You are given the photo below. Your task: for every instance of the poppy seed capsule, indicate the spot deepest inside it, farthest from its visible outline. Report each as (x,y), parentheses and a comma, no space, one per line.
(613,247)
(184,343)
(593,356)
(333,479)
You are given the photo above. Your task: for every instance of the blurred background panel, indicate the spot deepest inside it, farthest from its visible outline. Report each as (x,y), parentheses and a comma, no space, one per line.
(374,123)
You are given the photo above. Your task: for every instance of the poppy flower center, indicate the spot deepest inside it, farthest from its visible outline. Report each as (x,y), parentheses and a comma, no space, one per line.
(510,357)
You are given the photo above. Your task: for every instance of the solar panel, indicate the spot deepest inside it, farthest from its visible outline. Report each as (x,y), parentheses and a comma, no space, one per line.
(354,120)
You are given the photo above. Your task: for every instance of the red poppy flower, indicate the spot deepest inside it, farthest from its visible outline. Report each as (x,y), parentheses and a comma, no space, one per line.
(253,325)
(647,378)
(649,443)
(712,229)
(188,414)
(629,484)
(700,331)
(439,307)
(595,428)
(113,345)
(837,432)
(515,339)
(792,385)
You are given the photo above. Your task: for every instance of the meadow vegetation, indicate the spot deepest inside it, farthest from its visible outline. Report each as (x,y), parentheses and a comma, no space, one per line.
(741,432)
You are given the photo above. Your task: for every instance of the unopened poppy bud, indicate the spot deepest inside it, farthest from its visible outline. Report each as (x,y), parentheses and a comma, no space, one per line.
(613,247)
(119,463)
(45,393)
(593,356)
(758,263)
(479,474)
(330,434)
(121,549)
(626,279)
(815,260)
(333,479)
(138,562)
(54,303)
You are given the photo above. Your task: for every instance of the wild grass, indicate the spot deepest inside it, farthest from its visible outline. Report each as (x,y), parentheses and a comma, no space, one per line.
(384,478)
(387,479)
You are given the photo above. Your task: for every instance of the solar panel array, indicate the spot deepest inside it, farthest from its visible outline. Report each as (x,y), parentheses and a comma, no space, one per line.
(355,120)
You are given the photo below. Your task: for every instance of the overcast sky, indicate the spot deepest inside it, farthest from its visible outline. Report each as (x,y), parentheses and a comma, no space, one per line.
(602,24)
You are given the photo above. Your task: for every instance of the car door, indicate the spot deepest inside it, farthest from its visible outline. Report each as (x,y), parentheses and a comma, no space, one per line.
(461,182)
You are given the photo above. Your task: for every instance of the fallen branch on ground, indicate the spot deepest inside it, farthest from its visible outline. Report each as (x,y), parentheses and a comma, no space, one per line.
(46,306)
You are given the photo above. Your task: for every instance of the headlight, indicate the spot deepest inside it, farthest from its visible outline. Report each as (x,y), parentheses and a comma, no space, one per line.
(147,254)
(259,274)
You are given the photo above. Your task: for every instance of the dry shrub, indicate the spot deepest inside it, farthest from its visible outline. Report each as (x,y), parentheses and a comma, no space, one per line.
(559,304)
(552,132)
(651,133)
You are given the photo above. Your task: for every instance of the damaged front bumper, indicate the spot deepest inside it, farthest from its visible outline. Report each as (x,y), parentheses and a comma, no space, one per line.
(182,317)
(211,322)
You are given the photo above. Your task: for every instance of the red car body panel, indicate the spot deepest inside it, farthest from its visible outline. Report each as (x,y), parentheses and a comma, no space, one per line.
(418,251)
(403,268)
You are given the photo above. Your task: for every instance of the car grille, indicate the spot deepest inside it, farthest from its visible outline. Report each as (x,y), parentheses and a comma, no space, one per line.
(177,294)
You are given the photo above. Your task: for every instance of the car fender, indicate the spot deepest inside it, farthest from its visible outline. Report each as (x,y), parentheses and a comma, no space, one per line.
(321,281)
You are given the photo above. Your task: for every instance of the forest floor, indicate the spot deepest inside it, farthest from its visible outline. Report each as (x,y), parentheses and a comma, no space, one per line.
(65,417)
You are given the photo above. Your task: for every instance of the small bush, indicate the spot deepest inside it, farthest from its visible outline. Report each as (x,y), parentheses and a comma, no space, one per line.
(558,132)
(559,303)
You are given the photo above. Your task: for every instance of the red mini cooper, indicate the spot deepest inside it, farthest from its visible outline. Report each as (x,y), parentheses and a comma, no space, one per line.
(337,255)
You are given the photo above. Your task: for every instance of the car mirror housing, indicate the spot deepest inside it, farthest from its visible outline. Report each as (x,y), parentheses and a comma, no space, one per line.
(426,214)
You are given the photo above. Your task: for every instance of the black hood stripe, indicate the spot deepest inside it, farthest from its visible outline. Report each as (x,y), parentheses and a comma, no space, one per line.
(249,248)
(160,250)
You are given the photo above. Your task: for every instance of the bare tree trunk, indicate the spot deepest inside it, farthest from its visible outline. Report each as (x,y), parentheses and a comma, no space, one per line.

# Set problem:
Repeat exactly, and only, the lines of the records above, starting with the line that contains "the car mirror" and ending with the final line, both included.

# Response to this exercise:
You are given the photo above. Your task: for every instance of the car mirror housing, indicate the spot deepest inside it, farthest from its visible outline. Report each as (x,y), parentheses and a comma, no space, one per line.
(426,214)
You are given the photo above. Your task: for every instance of the black hood stripe, indicate the spot deepest inside it, farthest from its visible outline. Report each as (x,y), parentheses and a comma, no space, one per line.
(249,248)
(160,250)
You are given the photo above. Your task: for every instance of the bare tree trunk, indicate the spot deepest inside it, farthest from its visible outline. Report each as (x,y), parentheses and a comma, no space, one per line.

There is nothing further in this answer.